### WORK INSTRUCTIONS
Would you copy out the following entries exactly, without any of the pictures?

### Source data
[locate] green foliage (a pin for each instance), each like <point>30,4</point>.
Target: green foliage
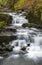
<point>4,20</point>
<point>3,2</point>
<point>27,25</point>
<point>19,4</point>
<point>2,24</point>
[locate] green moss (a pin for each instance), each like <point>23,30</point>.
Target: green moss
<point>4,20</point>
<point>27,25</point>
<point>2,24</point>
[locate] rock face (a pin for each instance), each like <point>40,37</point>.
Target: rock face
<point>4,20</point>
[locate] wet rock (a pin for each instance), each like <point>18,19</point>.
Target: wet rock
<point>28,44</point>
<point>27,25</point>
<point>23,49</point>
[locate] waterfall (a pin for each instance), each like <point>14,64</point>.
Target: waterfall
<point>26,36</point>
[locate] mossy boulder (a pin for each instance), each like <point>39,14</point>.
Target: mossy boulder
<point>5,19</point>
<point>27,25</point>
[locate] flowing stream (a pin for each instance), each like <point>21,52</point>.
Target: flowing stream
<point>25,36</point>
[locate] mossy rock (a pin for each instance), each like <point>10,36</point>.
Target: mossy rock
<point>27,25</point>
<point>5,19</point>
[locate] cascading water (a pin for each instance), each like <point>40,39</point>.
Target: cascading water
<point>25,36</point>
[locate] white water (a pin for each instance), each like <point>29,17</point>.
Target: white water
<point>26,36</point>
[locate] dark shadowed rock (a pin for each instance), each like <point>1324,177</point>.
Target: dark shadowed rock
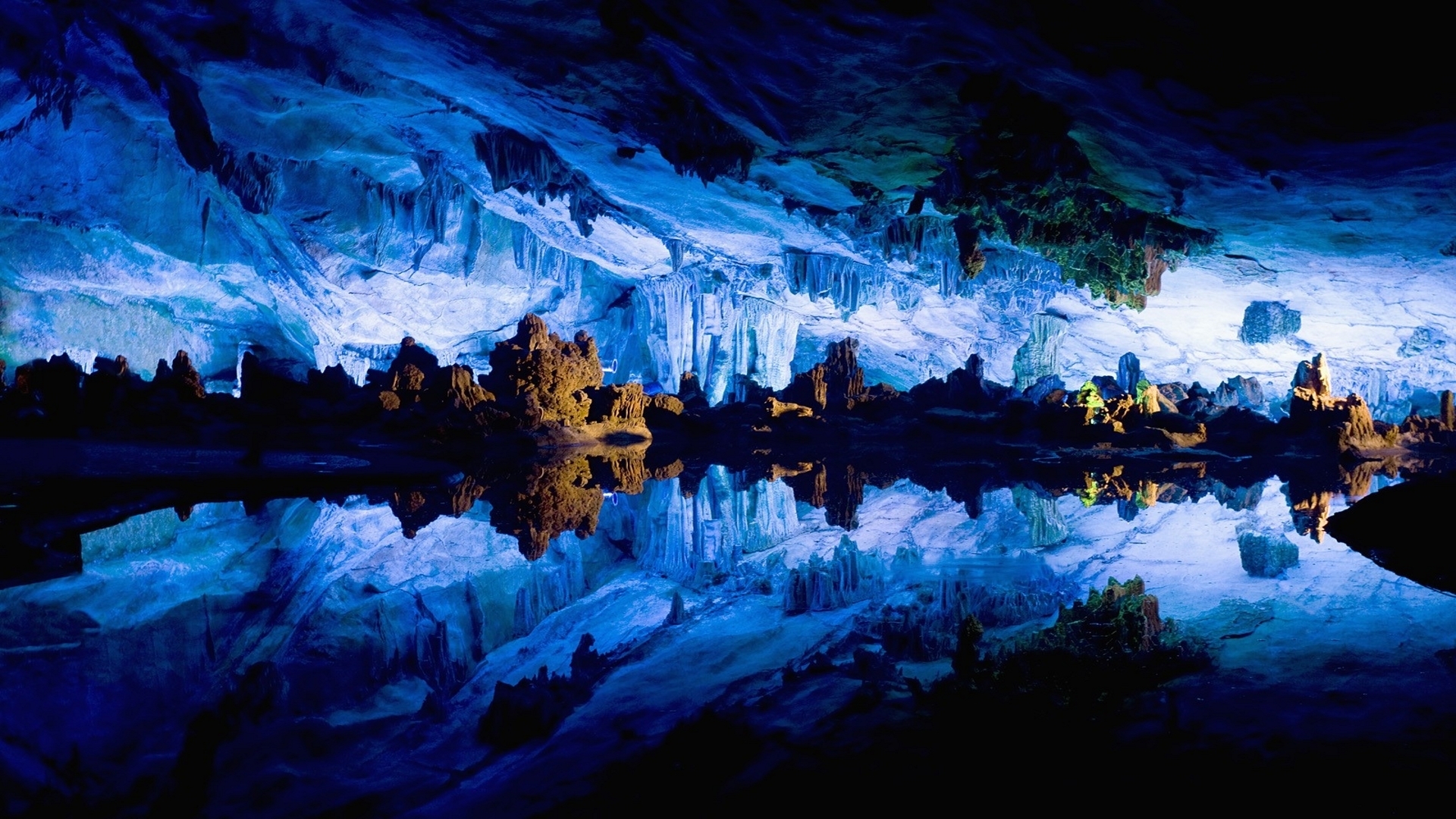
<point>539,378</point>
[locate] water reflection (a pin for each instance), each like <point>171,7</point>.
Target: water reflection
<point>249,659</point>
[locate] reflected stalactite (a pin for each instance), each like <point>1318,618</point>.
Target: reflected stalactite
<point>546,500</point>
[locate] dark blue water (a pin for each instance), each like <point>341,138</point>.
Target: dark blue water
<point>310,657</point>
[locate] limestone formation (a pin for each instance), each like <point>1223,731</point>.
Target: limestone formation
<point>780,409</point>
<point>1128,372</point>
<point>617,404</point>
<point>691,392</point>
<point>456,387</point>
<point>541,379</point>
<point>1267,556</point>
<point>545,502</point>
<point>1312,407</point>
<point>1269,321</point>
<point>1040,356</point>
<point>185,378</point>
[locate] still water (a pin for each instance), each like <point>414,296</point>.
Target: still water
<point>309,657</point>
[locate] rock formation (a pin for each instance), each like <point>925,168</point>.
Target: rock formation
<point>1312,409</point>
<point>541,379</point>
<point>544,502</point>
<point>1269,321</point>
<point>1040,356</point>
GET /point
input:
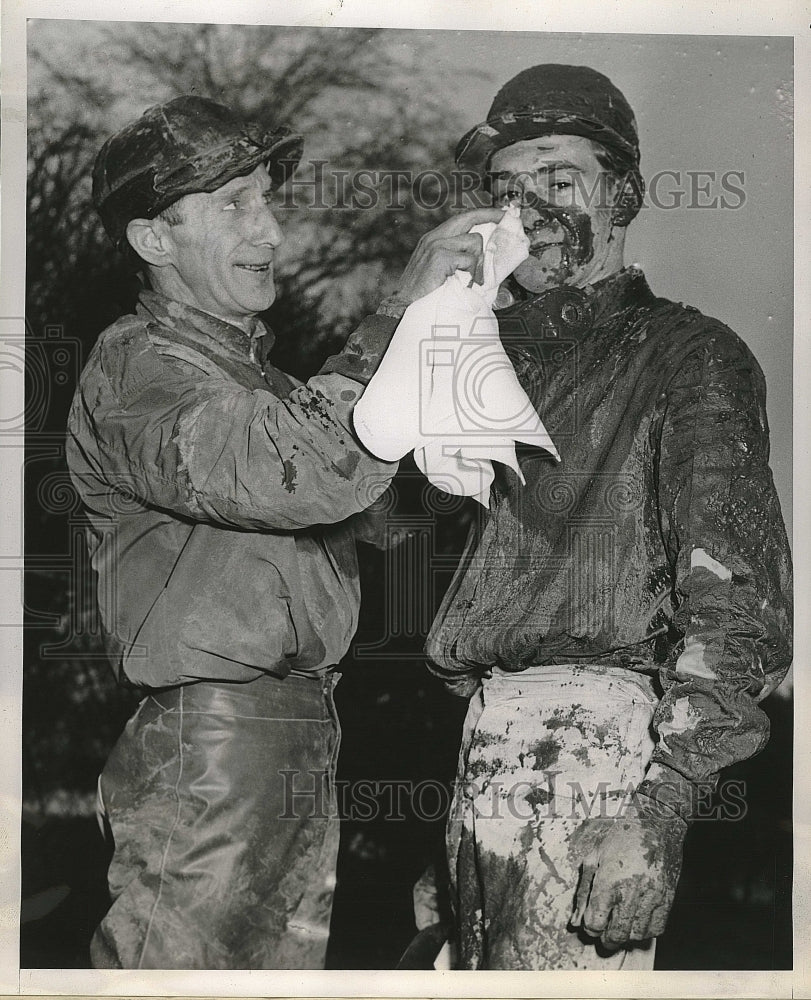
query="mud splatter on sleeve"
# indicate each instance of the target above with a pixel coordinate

### ANSWER SPACE
[locate] green foliage (a pin for each instance), each like <point>30,4</point>.
Target: green foliage
<point>4,20</point>
<point>3,2</point>
<point>27,25</point>
<point>19,4</point>
<point>2,24</point>
[locate] green moss (a pin for each instance), each like <point>23,30</point>.
Target: green moss
<point>4,20</point>
<point>27,25</point>
<point>2,24</point>
[locate] rock face (a pin for each instance), each like <point>40,37</point>.
Target: rock face
<point>4,20</point>
[locate] wet rock (a pin for each instance), each like <point>18,19</point>.
Target: wet rock
<point>28,44</point>
<point>27,25</point>
<point>23,49</point>
[locate] waterfall (a pin for each instance), each like <point>14,64</point>.
Target: waterfall
<point>26,36</point>
[locate] mossy boulder (a pin for each instance), each like <point>39,14</point>.
Target: mossy boulder
<point>5,19</point>
<point>27,25</point>
[locate] flowing stream (a pin for each instance), each like <point>21,52</point>.
Target: flowing stream
<point>25,36</point>
[locate] mossy rock (a pin for each instance), each like <point>10,36</point>.
Target: mossy rock
<point>27,25</point>
<point>5,19</point>
[locate] cascading water (a pin for each instance), each like <point>40,39</point>.
Target: cascading water
<point>25,36</point>
[locate] white water (a pin for each instance), each like <point>29,17</point>.
Target: white water
<point>26,36</point>
[locate] dark shadowed rock (a pin for each instance), each like <point>1324,177</point>.
Target: dark shadowed rock
<point>539,378</point>
[locate] water reflection (a pin for each instance), each like <point>171,7</point>.
Target: water reflection
<point>249,659</point>
[locate] reflected stalactite (a pin for each instance), each like <point>1318,618</point>.
Target: reflected stalactite
<point>546,500</point>
[locate] dark blue water (a pin for each instance), each like <point>341,138</point>.
Target: dark blue water
<point>310,657</point>
[locate] limestone formation (a pin for each instance), each like <point>1223,731</point>.
Target: limestone formation
<point>780,409</point>
<point>1128,372</point>
<point>617,404</point>
<point>691,392</point>
<point>456,387</point>
<point>541,379</point>
<point>1267,556</point>
<point>545,502</point>
<point>1312,407</point>
<point>1269,321</point>
<point>1040,356</point>
<point>185,378</point>
[locate] still water (a pin for each instance), each like <point>414,296</point>.
Target: still water
<point>309,657</point>
[locate] rock formation (a pin for each instance), each like <point>925,168</point>.
Target: rock formation
<point>1312,409</point>
<point>541,379</point>
<point>544,502</point>
<point>1269,321</point>
<point>1040,356</point>
GET /point
input:
query="mud splatter on sleeve"
# indicate each instance of the target above with a pixel coordinate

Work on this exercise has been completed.